# [Exercise tasks]
1/ From the post on Peter Singer's case against whaling, copy the passage that opens with the words containing "Indeed, Japan's desire" and closes with "attached to it.", reproducing it word for word.
2/ Answer the following from the post on Peter Singer's case against whaling, giving each answer on its own line with the matching letter.
(a) In which publication's online version did Singer's article appear?
(b) According to the quoted argument, why do whalers avoid using a large amount of explosive?
(c) How many humpback whales does Japan, as described, consider could be killed without endangering the species?
3/ Continue the post on Peter Singer's case against whaling from the point at which it stops.

# [Supplied passage]
☆ ☆ ☆ ☆ ☆ ☆ ☆

Peter Singer is perhaps one of the more famous of the world's philosophers (if you're unfamiliar with Singer you can check out his website here, or read about him at his Wikipedia entry.) Last week the online version of The Japan Times had an article by Singer entitled "Hypocrisy weakens West's whaling protests". In this article he presents us with the best, most rational argument against whaling:
Whales cannot be humanely killed — they are too large, and even with an explosive harpoon, it is difficult to hit the whale in the right spot. Moreover, whalers do not want to use a large amount of explosive, because that would blow the whale to pieces, while the whole point is to recover valuable oil or flesh. So harpooned whales typically die slowly and painfully.
Causing suffering to innocent beings without an extremely weighty reason for doing so is wrong. If there were some life-or-death need that humans could meet only by killing whales, perhaps the ethical case against it could be countered. But there is no essential human need that requires us to kill whales. Everything we get from whales can be obtained without cruelty elsewhere. Thus, whaling is unethical.
"Causing suffering to innocent beings without an extremely weighty reason... is wrong." That surely must be right, and I think most people (Japanese included) would agree with this. And I'm not aware of any argument denying the fact that harpooned whales die painfully and slowly. Couple this with the even more obvious fact that there "is no essential human need that requires us to kill whales" and that's all she wrote, right? (Singer, by the way, also points out that if whaling is unethical, so is "scientific" whaling done with a view to developing a sustainable resource.)
As if the above weren't enough, Singer goes on to (quite rightly) criticize the common Japanese claim that the anti-whaling crowd too frequently argue from emotion rather than reason or common sense. I think the Japanese are actually correct on this point, but as Singer argues
Japan says that it wants the discussion of whaling to be carried out calmly, on the basis of scientific evidence, without "emotion." The Japanese think that humpback whale numbers have increased sufficiently for the killing of 50 to pose no danger to the species. On this narrow point, they might be right. But no amount of science can tell us whether or not to kill whales.
Indeed, Japan's desire to continue to kill whales is no less motivated by "emotion" than environmentalists' opposition to it. Eating whales is not necessary for the health or better nutrition of the Japanese. It is a tradition that they wish to continue, presumably because some Japanese are emotionally attached to it.
Arguments that appeal to tradition generally have no foundation in reason, in fact they're more often than not downright irrational and sometimes just plain stupid or even dangerous. Anyone who says to me "I do X because my daddy and his daddy and his daddy did X" comes across sounding like an idiot. No less so than someone who says killing whales is wrong because they're "beautiful" or "intelligent" or whatever.

☆ ☆ ☆ ☆ ☆ ☆ ☆

# [Excerpted records]
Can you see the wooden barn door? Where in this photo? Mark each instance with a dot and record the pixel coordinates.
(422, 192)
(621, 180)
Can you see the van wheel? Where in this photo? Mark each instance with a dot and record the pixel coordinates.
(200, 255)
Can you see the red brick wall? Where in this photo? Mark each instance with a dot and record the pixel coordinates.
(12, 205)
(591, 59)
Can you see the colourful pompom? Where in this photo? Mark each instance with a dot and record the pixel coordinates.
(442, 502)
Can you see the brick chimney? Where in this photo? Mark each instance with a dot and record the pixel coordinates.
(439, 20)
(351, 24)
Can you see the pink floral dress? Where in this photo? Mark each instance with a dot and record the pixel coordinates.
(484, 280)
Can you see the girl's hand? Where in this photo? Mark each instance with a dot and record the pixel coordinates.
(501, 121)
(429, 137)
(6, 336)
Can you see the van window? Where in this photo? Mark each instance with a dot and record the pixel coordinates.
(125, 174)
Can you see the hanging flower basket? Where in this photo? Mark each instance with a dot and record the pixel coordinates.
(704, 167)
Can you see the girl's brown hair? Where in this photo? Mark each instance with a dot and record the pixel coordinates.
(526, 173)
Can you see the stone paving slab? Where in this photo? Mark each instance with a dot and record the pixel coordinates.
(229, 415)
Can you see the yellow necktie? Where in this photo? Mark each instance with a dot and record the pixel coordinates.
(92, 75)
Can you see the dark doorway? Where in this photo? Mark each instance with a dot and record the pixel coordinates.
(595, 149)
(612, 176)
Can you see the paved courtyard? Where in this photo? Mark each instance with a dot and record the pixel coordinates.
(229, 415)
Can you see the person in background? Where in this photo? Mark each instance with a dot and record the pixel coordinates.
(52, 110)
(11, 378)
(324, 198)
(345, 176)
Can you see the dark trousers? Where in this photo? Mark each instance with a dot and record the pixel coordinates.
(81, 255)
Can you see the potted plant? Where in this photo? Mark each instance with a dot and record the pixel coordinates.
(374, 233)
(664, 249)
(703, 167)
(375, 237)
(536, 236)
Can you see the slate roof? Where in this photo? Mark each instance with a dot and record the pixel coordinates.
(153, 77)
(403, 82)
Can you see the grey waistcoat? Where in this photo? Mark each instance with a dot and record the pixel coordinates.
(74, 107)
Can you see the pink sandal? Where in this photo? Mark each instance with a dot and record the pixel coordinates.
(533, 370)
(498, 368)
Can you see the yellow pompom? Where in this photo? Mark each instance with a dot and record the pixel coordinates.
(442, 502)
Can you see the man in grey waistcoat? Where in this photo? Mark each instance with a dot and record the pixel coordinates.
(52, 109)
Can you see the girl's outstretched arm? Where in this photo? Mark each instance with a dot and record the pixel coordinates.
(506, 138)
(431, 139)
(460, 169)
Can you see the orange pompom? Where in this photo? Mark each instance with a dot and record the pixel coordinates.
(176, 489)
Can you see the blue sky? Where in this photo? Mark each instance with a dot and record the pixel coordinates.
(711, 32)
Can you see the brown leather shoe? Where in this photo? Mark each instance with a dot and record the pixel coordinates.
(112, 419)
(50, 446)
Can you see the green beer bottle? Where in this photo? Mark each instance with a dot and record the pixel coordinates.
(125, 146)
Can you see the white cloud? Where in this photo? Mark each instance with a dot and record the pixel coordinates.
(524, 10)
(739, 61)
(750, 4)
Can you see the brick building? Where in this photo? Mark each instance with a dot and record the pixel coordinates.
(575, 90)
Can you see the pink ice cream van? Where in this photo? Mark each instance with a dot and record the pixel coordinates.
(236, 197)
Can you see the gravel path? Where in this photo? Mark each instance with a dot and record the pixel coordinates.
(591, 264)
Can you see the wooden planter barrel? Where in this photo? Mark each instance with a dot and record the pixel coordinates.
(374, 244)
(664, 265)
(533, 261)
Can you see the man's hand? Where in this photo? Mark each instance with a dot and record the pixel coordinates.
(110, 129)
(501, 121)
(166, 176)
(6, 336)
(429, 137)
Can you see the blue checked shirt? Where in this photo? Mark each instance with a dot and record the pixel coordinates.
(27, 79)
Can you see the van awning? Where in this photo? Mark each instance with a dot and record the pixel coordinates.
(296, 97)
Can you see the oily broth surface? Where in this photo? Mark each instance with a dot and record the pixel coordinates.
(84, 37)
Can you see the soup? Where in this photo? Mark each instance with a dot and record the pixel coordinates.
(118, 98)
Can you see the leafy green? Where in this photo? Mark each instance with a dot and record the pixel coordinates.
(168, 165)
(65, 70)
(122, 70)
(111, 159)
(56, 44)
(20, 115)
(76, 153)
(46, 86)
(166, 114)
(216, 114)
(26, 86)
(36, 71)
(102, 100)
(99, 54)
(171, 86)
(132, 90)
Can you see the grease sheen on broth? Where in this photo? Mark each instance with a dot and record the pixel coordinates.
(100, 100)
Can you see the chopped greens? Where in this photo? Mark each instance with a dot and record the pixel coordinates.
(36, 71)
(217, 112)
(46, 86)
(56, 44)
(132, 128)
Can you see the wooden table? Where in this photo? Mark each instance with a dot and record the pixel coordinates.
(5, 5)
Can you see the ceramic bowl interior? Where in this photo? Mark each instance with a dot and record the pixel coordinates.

☆ ☆ ☆ ☆ ☆ ☆ ☆

# [Expected responses]
1/
Indeed, Japan's desire to continue to kill whales is no less motivated by "emotion" than environmentalists' opposition to it. Eating whales is not necessary for the health or better nutrition of the Japanese. It is a tradition that they wish to continue, presumably because some Japanese are emotionally attached to it.

2/
(a) The Japan Times.
(b) A large amount of explosive would blow the whale to pieces, while the whole point is to recover valuable oil or flesh.
(c) Fifty.

3/
The biggest problem, however, for Westerners generally and, right now, the Australian government in particular, is that they have no reasonable claim to the high moral ground in this issue. To put it briefly (and bluntly), they're all hypocrites. As Singer writes,
The Japanese do have one argument that is not so easily dismissed. They claim that Western countries object to whaling because, for them, whales are a special kind of animal, as cows are for Hindus. Western nations, the Japanese say, should not try to impose their cultural beliefs on them.
The best response to this argument is that the wrongness of causing needless suffering to sentient beings is not culturally specific. It is, for example, one of the first precepts of one of Japan's major ethical traditions, Buddhism.
But Western nations are in a weak position to make this response, because they inflict so much unnecessary suffering on animals. The Australian government strongly opposes whaling, yet it permits the killing of millions of kangaroos each year — a slaughter that involves a great deal of animal suffering. The same can be said of various forms of hunting in other countries, not to mention the vast amount of animal suffering caused by factory farms.
There's little doubt in my mind that a combination of muddy thinking, hypocrisy, and cultural biases (sometimes bordering on or crossing into racism) has informed the typical Westerner's view of the Japanese whale hunt. Australia itself used to hunt whales, up to just 30 years ago. It wasn't the Japanese that decimated the world's whales. In fact, Japan is hardly the only country that continues to hunt whales. None of this means that killing whales (at least by the present means) is OK, but if I were of the mind to criticize a nation for doing something I found morally repugnant, I might try to make sure my own house were in order first.